What you are asked to do: Could you reproduce the records below word for word, starting from their first line and stopping after the line that contains "[(565, 597)]", with the pictures left out?

-- Begin Material for this task --

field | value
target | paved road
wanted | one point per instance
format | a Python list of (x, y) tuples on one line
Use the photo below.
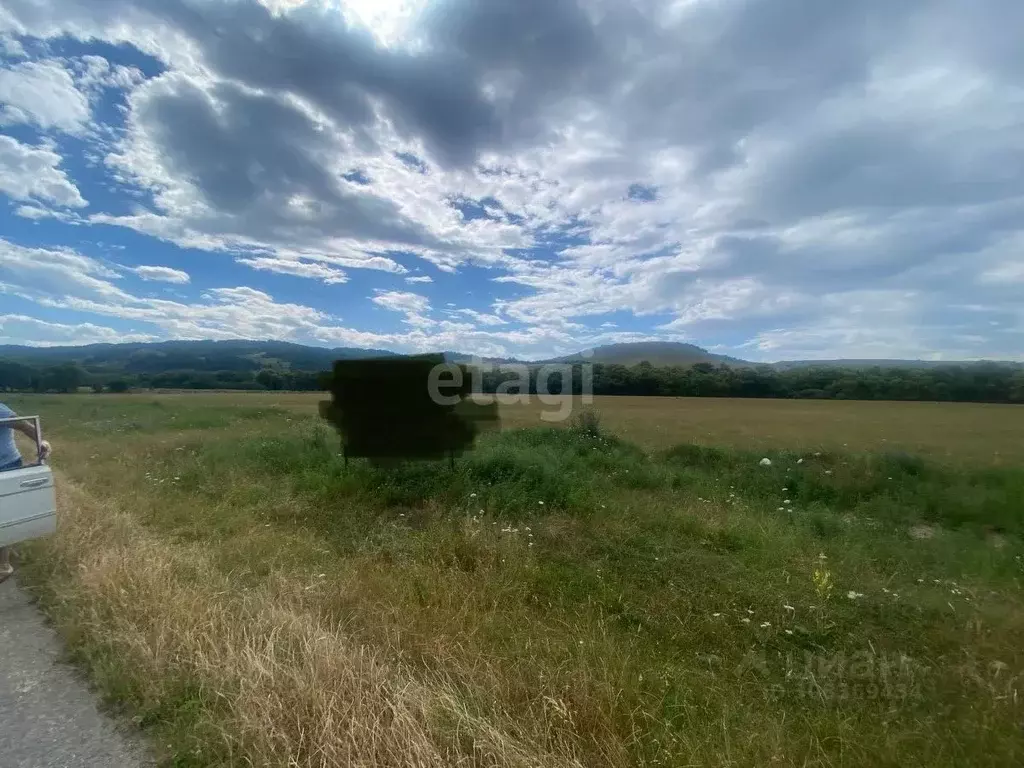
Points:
[(48, 716)]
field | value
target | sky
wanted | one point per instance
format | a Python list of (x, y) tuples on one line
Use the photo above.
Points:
[(771, 179)]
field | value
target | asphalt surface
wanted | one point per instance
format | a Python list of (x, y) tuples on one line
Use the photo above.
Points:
[(48, 716)]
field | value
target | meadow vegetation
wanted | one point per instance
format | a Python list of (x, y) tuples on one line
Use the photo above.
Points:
[(565, 597)]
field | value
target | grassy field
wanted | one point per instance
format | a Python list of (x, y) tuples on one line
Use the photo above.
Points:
[(641, 595)]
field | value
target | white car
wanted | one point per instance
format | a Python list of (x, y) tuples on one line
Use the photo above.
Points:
[(28, 501)]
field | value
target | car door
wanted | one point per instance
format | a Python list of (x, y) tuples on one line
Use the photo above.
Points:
[(28, 503)]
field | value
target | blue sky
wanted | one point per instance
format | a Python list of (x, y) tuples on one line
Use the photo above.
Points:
[(772, 179)]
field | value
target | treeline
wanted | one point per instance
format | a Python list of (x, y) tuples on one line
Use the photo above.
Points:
[(71, 377), (964, 383), (973, 383)]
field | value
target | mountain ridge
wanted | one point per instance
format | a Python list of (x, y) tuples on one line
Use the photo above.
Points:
[(254, 354)]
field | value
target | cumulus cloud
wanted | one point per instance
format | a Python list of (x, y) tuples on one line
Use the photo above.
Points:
[(19, 329), (738, 171), (162, 274), (42, 93), (30, 172), (296, 267)]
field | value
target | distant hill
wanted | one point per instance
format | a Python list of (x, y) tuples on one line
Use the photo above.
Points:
[(654, 352), (155, 357), (904, 365)]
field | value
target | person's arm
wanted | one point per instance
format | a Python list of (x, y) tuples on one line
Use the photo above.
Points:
[(28, 428)]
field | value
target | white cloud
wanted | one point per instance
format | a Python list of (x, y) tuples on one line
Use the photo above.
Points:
[(42, 93), (413, 305), (43, 272), (481, 318), (296, 267), (29, 172), (738, 170), (19, 329), (162, 274)]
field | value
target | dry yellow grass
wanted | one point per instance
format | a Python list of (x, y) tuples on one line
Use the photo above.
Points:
[(281, 684), (949, 431), (208, 573)]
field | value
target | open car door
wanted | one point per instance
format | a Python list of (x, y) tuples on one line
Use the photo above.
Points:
[(28, 501)]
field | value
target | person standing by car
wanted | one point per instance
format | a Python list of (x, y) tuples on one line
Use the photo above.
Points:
[(10, 458)]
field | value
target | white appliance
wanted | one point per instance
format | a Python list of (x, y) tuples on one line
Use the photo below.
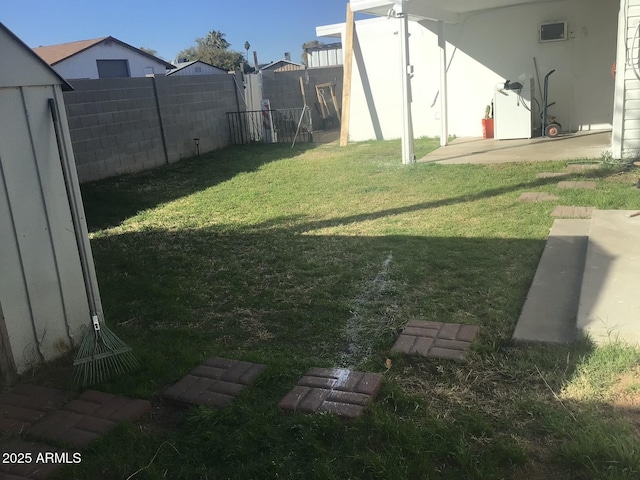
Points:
[(512, 113)]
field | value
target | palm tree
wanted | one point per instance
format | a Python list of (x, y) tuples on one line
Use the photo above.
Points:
[(214, 39)]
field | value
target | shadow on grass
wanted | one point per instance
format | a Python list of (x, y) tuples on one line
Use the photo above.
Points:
[(299, 301), (108, 202)]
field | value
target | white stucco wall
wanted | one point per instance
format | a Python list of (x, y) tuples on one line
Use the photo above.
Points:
[(483, 50), (626, 129), (83, 65)]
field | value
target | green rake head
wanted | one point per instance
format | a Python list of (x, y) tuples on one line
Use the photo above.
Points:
[(101, 356)]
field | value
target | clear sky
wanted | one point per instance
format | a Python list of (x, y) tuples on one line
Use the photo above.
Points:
[(272, 27)]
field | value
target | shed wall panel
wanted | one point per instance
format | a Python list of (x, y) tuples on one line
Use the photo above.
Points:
[(41, 283)]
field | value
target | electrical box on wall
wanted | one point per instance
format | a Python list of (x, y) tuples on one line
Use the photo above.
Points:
[(553, 32)]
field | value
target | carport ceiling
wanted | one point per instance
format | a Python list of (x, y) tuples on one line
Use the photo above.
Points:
[(446, 10)]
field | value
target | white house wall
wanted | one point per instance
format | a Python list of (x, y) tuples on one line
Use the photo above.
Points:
[(199, 69), (626, 133), (484, 50), (83, 64)]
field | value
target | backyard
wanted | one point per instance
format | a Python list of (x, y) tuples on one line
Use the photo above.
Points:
[(317, 257)]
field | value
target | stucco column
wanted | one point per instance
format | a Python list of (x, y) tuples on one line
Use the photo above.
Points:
[(617, 132), (444, 113), (408, 155)]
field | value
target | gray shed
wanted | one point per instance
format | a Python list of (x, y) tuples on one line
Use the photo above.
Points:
[(48, 287)]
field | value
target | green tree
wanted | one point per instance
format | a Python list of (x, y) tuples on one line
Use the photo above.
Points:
[(214, 49), (150, 51)]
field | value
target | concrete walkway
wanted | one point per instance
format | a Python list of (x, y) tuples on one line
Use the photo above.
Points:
[(587, 282), (610, 298), (581, 145), (550, 310)]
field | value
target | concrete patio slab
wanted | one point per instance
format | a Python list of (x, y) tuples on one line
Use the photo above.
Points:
[(583, 145), (334, 390), (215, 383), (550, 310), (571, 211), (449, 341), (535, 197), (25, 404), (577, 185), (610, 301), (88, 417)]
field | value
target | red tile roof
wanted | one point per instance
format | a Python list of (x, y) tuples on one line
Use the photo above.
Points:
[(53, 54), (56, 53)]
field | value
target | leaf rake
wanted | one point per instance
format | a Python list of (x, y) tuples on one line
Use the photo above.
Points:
[(101, 354)]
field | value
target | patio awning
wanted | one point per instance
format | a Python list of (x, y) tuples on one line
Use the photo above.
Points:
[(442, 11), (448, 11)]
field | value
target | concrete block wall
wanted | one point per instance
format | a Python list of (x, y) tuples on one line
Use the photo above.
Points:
[(117, 125), (114, 126), (283, 89), (195, 107)]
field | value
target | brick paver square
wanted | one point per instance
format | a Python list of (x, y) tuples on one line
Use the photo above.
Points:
[(439, 340), (536, 197), (215, 383), (577, 185), (551, 174), (335, 390), (42, 460), (564, 211), (25, 404), (581, 167), (88, 417)]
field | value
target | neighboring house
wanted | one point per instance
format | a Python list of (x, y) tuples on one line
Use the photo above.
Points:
[(43, 296), (283, 65), (105, 57), (195, 67), (460, 52), (329, 55)]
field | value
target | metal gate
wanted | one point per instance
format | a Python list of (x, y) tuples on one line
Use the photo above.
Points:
[(271, 126)]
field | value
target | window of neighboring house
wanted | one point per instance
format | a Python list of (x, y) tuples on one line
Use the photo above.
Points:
[(113, 68)]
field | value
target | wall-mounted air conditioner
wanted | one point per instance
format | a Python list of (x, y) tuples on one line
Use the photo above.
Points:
[(553, 32)]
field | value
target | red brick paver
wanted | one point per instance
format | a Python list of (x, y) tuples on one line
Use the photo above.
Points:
[(215, 383), (25, 404), (335, 390), (581, 185), (23, 460), (564, 211), (435, 339), (551, 174), (536, 197), (88, 417), (581, 167)]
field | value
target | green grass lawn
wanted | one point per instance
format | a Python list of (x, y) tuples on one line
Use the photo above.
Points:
[(317, 257)]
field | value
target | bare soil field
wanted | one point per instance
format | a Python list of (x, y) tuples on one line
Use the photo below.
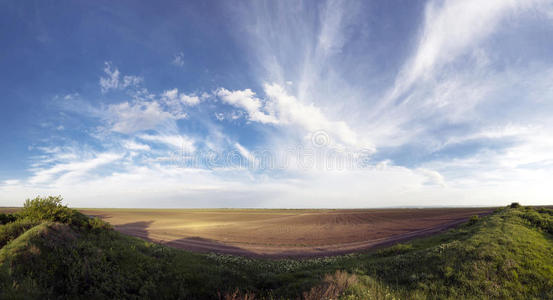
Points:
[(282, 233)]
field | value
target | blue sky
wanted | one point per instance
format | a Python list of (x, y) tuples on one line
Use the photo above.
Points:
[(277, 103)]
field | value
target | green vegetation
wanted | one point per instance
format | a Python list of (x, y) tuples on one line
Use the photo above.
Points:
[(51, 251)]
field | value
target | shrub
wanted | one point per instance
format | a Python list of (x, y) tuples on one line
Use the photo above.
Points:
[(473, 220), (51, 209), (14, 229), (7, 218)]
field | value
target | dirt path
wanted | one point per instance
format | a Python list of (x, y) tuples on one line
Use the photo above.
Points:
[(284, 233)]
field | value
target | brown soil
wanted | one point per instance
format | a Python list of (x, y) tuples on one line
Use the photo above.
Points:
[(281, 233)]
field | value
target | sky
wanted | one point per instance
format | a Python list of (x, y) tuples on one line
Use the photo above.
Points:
[(277, 104)]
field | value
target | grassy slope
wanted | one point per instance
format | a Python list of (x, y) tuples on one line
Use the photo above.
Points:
[(505, 255)]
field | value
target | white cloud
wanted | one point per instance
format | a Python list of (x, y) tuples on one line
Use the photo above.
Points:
[(113, 80), (176, 100), (247, 100), (128, 118), (178, 60), (180, 142), (451, 29), (132, 145), (72, 170)]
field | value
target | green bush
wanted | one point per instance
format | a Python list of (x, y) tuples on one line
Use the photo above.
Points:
[(14, 229), (7, 218), (51, 209), (473, 220)]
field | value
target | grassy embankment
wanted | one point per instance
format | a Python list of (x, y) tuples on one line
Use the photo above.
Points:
[(51, 251)]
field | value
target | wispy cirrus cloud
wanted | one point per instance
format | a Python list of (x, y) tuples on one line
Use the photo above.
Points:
[(114, 80)]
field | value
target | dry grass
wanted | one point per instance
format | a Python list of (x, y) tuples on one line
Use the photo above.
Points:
[(279, 232)]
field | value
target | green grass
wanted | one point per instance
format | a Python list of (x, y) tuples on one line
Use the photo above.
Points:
[(504, 255)]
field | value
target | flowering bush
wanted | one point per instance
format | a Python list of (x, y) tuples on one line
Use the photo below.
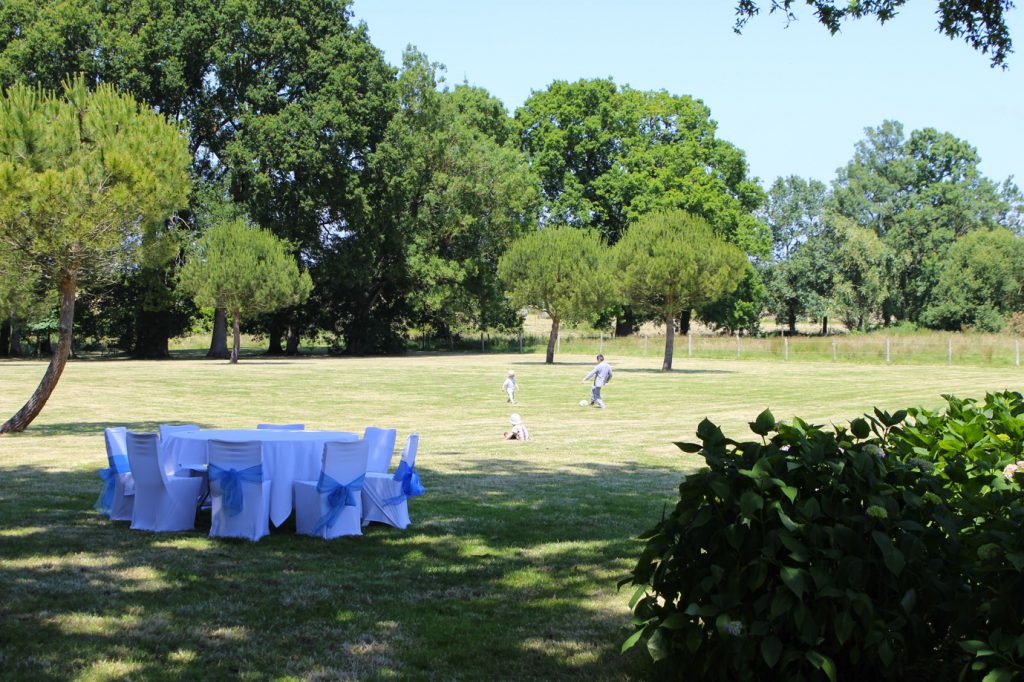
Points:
[(862, 552)]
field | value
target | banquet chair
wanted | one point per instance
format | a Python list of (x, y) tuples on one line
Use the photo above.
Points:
[(381, 449), (162, 502), (241, 495), (118, 496), (170, 429), (385, 497), (333, 506)]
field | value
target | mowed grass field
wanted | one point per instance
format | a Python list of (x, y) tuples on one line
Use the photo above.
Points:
[(508, 570)]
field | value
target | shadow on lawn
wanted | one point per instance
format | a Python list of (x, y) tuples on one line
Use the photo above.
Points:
[(506, 572), (86, 428)]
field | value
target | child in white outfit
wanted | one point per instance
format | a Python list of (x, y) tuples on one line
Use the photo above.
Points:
[(518, 430), (509, 386)]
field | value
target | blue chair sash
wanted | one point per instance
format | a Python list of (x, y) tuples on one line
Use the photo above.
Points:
[(338, 497), (230, 484), (411, 485), (105, 501)]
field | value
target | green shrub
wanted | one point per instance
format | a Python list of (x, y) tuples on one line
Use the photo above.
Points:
[(855, 552), (972, 444)]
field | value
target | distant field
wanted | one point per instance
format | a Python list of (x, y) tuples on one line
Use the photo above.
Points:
[(508, 571)]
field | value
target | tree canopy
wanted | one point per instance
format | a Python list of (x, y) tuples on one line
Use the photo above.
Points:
[(244, 269), (672, 261), (84, 177), (560, 270), (982, 25)]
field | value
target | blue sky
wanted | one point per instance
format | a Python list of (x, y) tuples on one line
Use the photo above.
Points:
[(794, 98)]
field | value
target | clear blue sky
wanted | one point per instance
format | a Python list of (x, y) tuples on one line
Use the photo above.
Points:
[(794, 98)]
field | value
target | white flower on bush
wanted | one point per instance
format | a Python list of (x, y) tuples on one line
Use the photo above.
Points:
[(1013, 469)]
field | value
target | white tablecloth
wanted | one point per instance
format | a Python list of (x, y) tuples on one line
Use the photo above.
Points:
[(288, 457)]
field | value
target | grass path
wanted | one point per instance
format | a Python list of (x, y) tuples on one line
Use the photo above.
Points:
[(510, 566)]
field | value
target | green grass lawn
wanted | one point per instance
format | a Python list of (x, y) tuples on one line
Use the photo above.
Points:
[(508, 570)]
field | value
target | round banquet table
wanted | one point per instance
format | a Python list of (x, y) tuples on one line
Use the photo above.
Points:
[(288, 457)]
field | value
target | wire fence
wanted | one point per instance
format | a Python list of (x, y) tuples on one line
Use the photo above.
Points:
[(912, 348)]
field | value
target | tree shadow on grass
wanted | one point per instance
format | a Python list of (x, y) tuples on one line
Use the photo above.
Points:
[(616, 370), (86, 428), (509, 570)]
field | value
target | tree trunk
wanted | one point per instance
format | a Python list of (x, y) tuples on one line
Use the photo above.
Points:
[(626, 323), (5, 328), (670, 341), (237, 333), (274, 335), (31, 410), (552, 338), (218, 341), (292, 341)]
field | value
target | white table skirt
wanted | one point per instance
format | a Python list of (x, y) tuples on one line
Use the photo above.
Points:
[(288, 457)]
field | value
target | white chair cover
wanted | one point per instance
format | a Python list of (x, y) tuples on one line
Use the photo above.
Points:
[(123, 500), (241, 495), (162, 502), (333, 506), (381, 449), (168, 429), (383, 497)]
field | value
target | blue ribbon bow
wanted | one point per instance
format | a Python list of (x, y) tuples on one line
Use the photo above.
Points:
[(105, 501), (230, 484), (338, 497), (411, 485)]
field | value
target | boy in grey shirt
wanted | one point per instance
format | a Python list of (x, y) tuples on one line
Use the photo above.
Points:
[(602, 375)]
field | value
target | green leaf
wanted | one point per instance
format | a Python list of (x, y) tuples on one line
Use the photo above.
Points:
[(844, 626), (676, 622), (793, 579), (771, 649), (909, 600), (822, 663), (892, 557), (658, 645), (859, 428), (750, 503), (764, 423), (1000, 675)]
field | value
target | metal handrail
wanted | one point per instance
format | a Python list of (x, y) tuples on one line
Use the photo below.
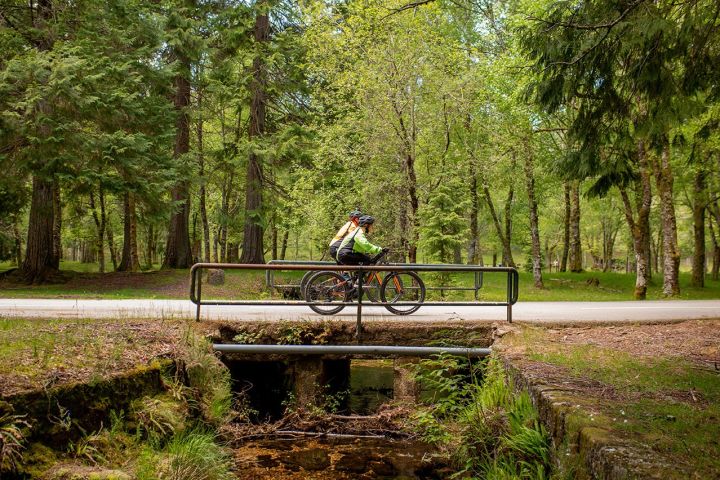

-- End Material for this task --

Final result:
field | value
target | paved road
wanted | one point per instance
format | a Python list of (x, y) tuples on one line
Use the photo below.
Points:
[(48, 716)]
field | value
target | sky
wanted | one point per instance
format | a Python list of (x, y) tuples on one line
Use the photo above.
Points:
[(771, 179)]
field | value
target | asphalt surface
wanted | one point per instance
format | a Python list of (x, y) tuples on one line
Use the photo above.
Points:
[(48, 716)]
field | value
target | meadow vegetation
wanted | one point per instance
format | a Python list of (x, y) tuples on one line
Use the photo above.
Points:
[(565, 597)]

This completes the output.